掲載本文:
────

軽減税率は貧困対策に効果的なのか?

導入するなら「インボイス方式」が必要

 

荻上 僕もこの番組で何度か軽減税率の話をしてきました。その中でよく新聞について触れてきたのですが、新聞社はこの間ずっと「軽減税率キャンペーン」をしています。読売新聞は一面トップで連載を始めて、その中で「軽減税率を導入することが如何に欧州の知恵なのか」と取り上げています。僕は、軽減税率の一つの問題点がここにあると思うのです。

 

先ほど飯田さんが言ったように、各業界ごとに陳情合戦が起こる。それを報道機関である新聞が我先にと始めると、本来きちんと議論しなくてはいけない点が、前提のように報道されてしまう。ある意味では、軽減税率の持つデメリットを、新聞自体が見本を見せてくれているような感じがするのですが。

 

飯田 新聞自体ももちろん私企業ですから、自分の業界に対して利益誘導をすることは避けられないとは思うのですが…。本来、新聞は報道機関として世の中の議論や姿勢を正していく機能があります。それが、ここまで「政治の問題」に自社の利益・自分たちの業界の利益を絡めた話をしてしまうと、結局は各紙の信頼性を下げることになるでしょう。おそらくその信頼性の低下は2%の軽減税率よりもずっと後で高くつくと僕は思うんですよね。

 

荻上 そうした中で、既に軽減税率の話はセットされて色々と議論が始まっている。「欧州の知恵だ」といった連載を読売新聞が始めるように、ヨーロッパでは成功しているんだ、という主張が前提としてあるように思います。僕が気になっているのは「どの国で導入されているか」ではなくて「どの国でどんな効果があったのか」という論点です。例えばヨーロッパの軽減税率は、低所得者対策としては成功しているのでしょうか。

 

飯田 低所得者対策という意味合いはほぼ無いと思います。何よりも、ヨーロッパの場合は消費税率だけで低所得者の補助をできるほど、甘っちょろい格差ではないので。

────

提供資料:
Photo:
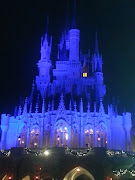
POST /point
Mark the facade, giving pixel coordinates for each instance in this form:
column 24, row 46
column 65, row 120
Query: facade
column 69, row 109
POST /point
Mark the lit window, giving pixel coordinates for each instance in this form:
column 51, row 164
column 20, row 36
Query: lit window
column 84, row 74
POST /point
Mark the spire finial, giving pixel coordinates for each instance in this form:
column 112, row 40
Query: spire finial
column 74, row 26
column 47, row 22
column 96, row 44
column 66, row 18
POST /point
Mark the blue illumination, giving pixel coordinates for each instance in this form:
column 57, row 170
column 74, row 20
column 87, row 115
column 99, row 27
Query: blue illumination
column 76, row 126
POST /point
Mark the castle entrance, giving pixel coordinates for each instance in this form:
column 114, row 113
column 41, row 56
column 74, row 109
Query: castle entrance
column 79, row 173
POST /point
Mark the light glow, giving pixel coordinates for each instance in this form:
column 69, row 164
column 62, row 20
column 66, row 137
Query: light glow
column 46, row 153
column 78, row 170
column 84, row 74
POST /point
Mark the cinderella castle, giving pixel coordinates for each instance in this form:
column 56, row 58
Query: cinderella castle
column 66, row 105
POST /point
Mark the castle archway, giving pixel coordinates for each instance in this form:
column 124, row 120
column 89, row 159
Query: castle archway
column 61, row 133
column 78, row 173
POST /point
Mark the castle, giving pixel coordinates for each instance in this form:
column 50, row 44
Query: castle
column 69, row 110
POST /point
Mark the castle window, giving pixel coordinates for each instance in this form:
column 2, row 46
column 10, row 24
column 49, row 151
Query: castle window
column 84, row 74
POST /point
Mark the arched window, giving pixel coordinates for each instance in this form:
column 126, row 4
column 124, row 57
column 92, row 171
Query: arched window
column 34, row 138
column 61, row 134
column 89, row 141
column 74, row 136
column 22, row 138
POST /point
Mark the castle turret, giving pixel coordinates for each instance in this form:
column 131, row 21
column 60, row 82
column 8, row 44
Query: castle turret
column 44, row 65
column 97, row 71
column 74, row 38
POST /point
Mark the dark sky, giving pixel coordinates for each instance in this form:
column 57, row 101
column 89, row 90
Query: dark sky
column 23, row 23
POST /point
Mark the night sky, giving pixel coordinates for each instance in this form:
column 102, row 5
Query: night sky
column 23, row 23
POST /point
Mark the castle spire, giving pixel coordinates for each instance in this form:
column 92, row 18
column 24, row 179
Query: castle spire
column 74, row 25
column 96, row 45
column 43, row 107
column 47, row 22
column 25, row 107
column 67, row 17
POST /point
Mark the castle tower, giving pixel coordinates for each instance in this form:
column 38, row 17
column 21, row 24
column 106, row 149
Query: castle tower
column 97, row 71
column 44, row 64
column 74, row 38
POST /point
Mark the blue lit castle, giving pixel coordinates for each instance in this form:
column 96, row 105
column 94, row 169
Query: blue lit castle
column 68, row 111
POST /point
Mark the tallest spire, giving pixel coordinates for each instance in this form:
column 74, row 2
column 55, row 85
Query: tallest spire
column 74, row 26
column 96, row 45
column 67, row 16
column 47, row 22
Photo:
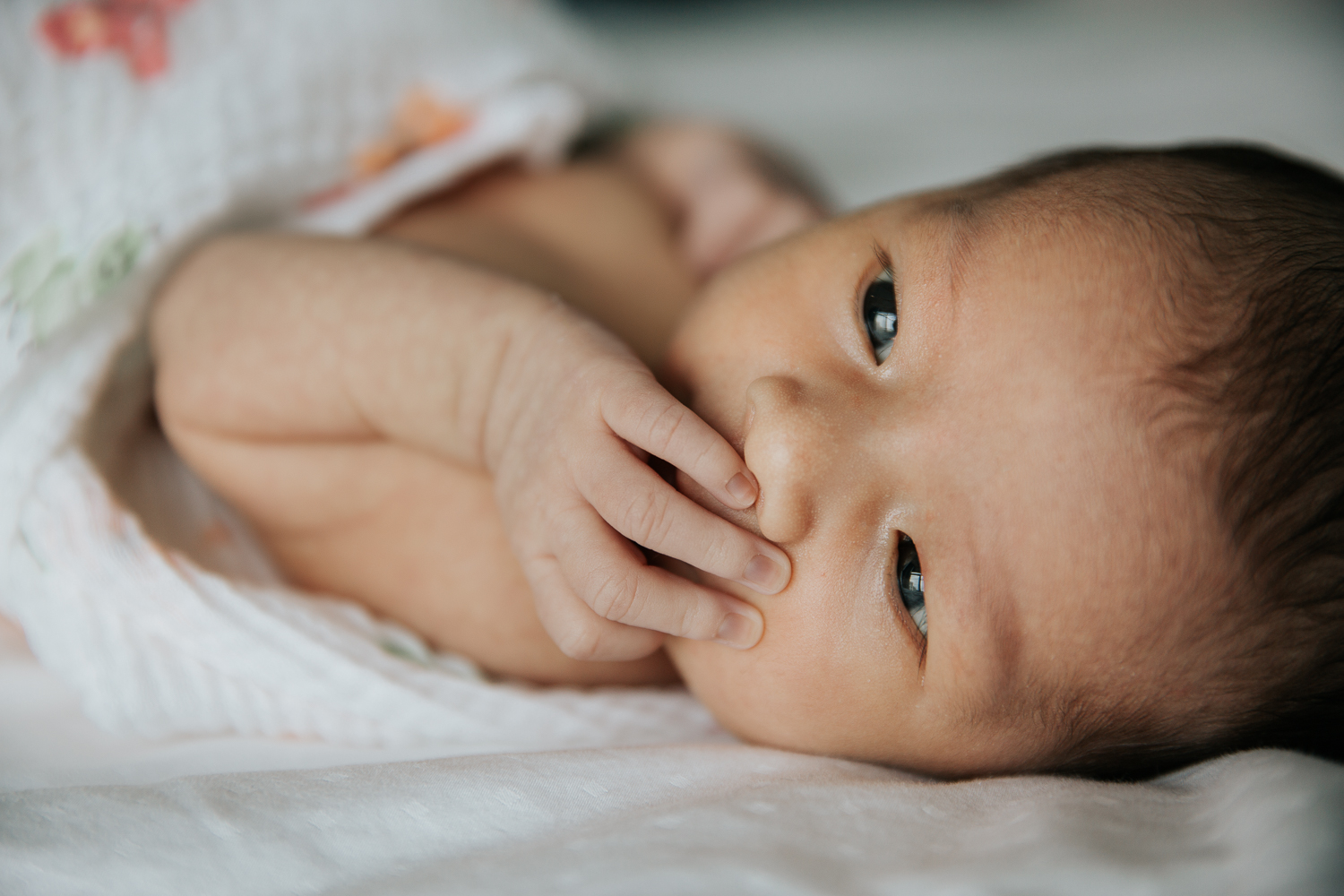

────

軽減税率をめぐる本文を、一字も変えずに全文出力してもらえますか? 上の行はここでは使いません。

軽減税率は貧困対策に効果的なのか?

導入するなら「インボイス方式」が必要

 

荻上 僕もこの番組で何度か軽減税率の話をしてきました。その中でよく新聞について触れてきたのですが、新聞社はこの間ずっと「軽減税率キャンペーン」をしています。読売新聞は一面トップで連載を始めて、その中で「軽減税率を導入することが如何に欧州の知恵なのか」と取り上げています。僕は、軽減税率の一つの問題点がここにあると思うのです。

 

先ほど飯田さんが言ったように、各業界ごとに陳情合戦が起こる。それを報道機関である新聞が我先にと始めると、本来きちんと議論しなくてはいけない点が、前提のように報道されてしまう。ある意味では、軽減税率の持つデメリットを、新聞自体が見本を見せてくれているような感じがするのですが。

 

飯田 新聞自体ももちろん私企業ですから、自分の業界に対して利益誘導をすることは避けられないとは思うのですが…。本来、新聞は報道機関として世の中の議論や姿勢を正していく機能があります。それが、ここまで「政治の問題」に自社の利益・自分たちの業界の利益を絡めた話をしてしまうと、結局は各紙の信頼性を下げることになるでしょう。おそらくその信頼性の低下は2%の軽減税率よりもずっと後で高くつくと僕は思うんですよね。

 

荻上 そうした中で、既に軽減税率の話はセットされて色々と議論が始まっている。「欧州の知恵だ」といった連載を読売新聞が始めるように、ヨーロッパでは成功しているんだ、という主張が前提としてあるように思います。僕が気になっているのは「どの国で導入されているか」ではなくて「どの国でどんな効果があったのか」という論点です。例えばヨーロッパの軽減税率は、低所得者対策としては成功しているのでしょうか。

 

飯田 低所得者対策という意味合いはほぼ無いと思います。何よりも、ヨーロッパの場合は消費税率だけで低所得者の補助をできるほど、甘っちょろい格差ではないので。